>>>

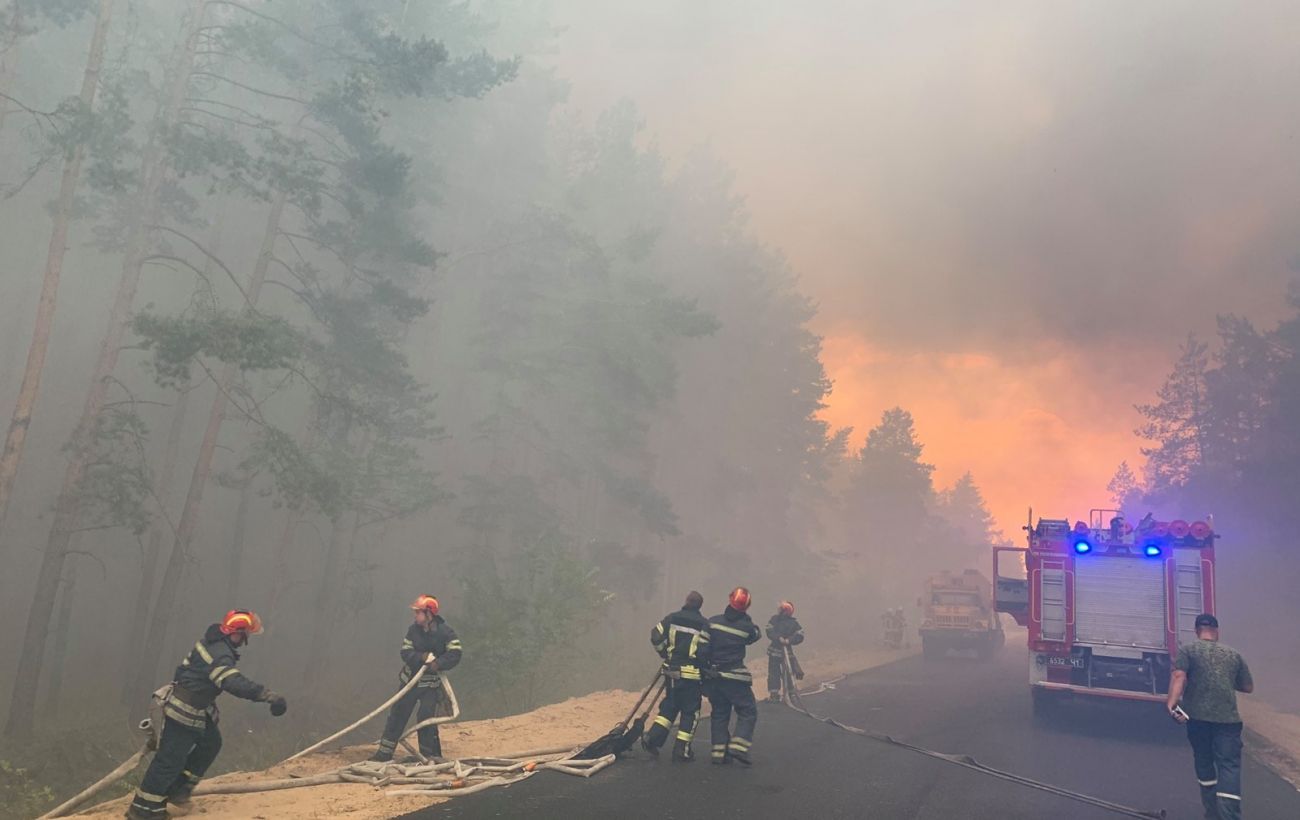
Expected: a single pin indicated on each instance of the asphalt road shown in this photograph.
(1130, 754)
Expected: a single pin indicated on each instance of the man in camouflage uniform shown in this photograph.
(1207, 677)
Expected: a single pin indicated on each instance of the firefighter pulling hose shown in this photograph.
(794, 701)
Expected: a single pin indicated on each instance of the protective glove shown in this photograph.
(278, 706)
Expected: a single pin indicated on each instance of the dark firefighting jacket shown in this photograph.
(679, 638)
(724, 650)
(441, 641)
(783, 627)
(204, 673)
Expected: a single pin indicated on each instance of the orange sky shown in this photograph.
(1032, 435)
(1009, 215)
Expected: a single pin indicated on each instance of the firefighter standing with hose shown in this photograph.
(430, 646)
(677, 638)
(783, 630)
(731, 686)
(190, 738)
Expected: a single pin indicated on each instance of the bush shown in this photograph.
(21, 795)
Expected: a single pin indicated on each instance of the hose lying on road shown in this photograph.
(793, 699)
(401, 693)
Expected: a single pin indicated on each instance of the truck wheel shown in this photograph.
(930, 649)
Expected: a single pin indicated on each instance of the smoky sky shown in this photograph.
(983, 176)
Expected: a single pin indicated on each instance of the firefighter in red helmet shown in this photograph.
(783, 630)
(429, 649)
(190, 740)
(731, 686)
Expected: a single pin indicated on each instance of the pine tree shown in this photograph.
(1178, 422)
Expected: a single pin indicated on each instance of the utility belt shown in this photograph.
(185, 707)
(681, 672)
(735, 673)
(428, 677)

<<<

- Prompt:
I would like the data copied exactly as it stands, with no pictures included.

- Written response:
Expected: a single pin indicated on each instance of the asphalt road shown in this photograph.
(1130, 754)
Expected: a single pin indicated on each instance of the man in camouflage uniform shown in this photograph.
(1207, 677)
Expected: a single pin indicated on each instance of the firefighter pulling hose shown in this photograph.
(794, 701)
Expected: a single pin indicated on each instance of the protective glove shown in this photograph.
(278, 706)
Expected: a single pin indicated on each instance of the dark firefighting jacket shown in this photograph.
(679, 638)
(724, 650)
(441, 641)
(783, 627)
(204, 673)
Expected: a single pin indicated on each instance of the orange sky shown in this photograph.
(1032, 435)
(1009, 215)
Expected: a single pin indicated on each instance of the firefighter standing with hose shown in this photograph.
(430, 646)
(677, 638)
(783, 630)
(731, 686)
(190, 738)
Expected: a single pin indicated on each instance of the bush shown in this photograph.
(21, 795)
Expected: a single pin indicated on each instance of the hose lying on road shown in this photograph.
(793, 699)
(401, 693)
Expected: a single pin indicated on each instance of the truck wheel shown in this photograph.
(930, 649)
Expected: a single pin indicated on each instance of the smoky sky shown in this photograph.
(983, 176)
Expected: a single pin indicated on each instance of the firefighter in red helmet shown in this photograph.
(783, 630)
(429, 649)
(190, 740)
(731, 686)
Expected: a single pin indicated on each instance of the pine tree shown in this photograph.
(1178, 422)
Expected: a single pin indicated on each instance of the utility belt shown in this photograph.
(185, 707)
(681, 672)
(735, 673)
(428, 677)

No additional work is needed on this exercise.